■ TEXT PROVIDED:
Use text and image to classify unlabelled fashion catalog data
Classify the fashion products by category. Add a “category” field to each product in the product_data.json file as output. Note: ● You are expected to spend no more than 3-4 hours on this challenge. ● You can use the language of your choice. ● You can use any technology available on the internet.
Upload the following to Github:
- Code with README file
- Classification results for all 1000 fashion products added to the input json file
- Answers to the following questions:
- Why are you designing the solution in this way?
- What are the aspects that you considered when designing?
- What are the cases your solution covers, how are they covered and why are they important?
- What are the cases your solution does not cover and what are the ways you can extend your current solution for them?
The biggest constraint of this project was to get a working solution with the most coverage and accuracy possible in a very short amount of time (3-4 hours). Given the constraints, I chose to use simple, yet quality models to make use of text and image for predicting class. Quick iteration and debugging was done in notebooks. I also focused on minimizing boiler plate code and fit most of the code into small utility functions that would implement the functionality needed.
I wanted to make use of both text and image to get the best classification performance, but didn't have a lot of time to iterate due to the time constraints. A huge constraint was the fact that the data was unlabelled. Some quick observations of the data helped me to see that simple token matching could actually provide reasonable coverage with good accuracy (~15%-20% coverage). For the image side, I felt that we would need some ML model to help process the image features. I was very lucky to find an already labelled dataset that ended up translating fairly well to the product images in this dataset. Some more of my thought process is documented in the notes below.

■ WRITTEN TASKS:
1) Answer these questions about the fashion catalog classification page:
(a) How many fashion products need classification results added to the input JSON file?
(b) How much time is someone expected to spend on the challenge at most?
(c) What coverage did simple token matching provide, according to the write-up?
2) From the fashion catalog classification page, reproduce the stretch from "Use text and" through "in this way?" word for word.

■ DATA ENTRIES:

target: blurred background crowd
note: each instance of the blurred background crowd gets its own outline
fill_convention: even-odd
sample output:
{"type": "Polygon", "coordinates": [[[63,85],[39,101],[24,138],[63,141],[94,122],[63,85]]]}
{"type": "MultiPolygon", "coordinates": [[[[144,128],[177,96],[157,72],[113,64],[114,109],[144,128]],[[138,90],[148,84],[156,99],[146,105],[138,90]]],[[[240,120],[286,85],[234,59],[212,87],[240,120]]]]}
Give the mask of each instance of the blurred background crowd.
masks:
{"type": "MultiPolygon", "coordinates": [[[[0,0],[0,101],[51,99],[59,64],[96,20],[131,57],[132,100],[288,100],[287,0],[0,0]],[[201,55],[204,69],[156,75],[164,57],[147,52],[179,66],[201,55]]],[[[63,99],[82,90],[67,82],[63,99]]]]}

■ ANSWERS FOR THIS EXERCISE:
1)
(a) All 1000 fashion products.
(b) No more than 3-4 hours.
(c) About 15%-20% coverage.

2)
Use text and image to classify unlabelled fashion catalog data
Classify the fashion products by category. Add a “category” field to each product in the product_data.json file as output. Note: ● You are expected to spend no more than 3-4 hours on this challenge. ● You can use the language of your choice. ● You can use any technology available on the internet.
Upload the following to Github:
- Code with README file
- Classification results for all 1000 fashion products added to the input json file
- Answers to the following questions:
- Why are you designing the solution in this way?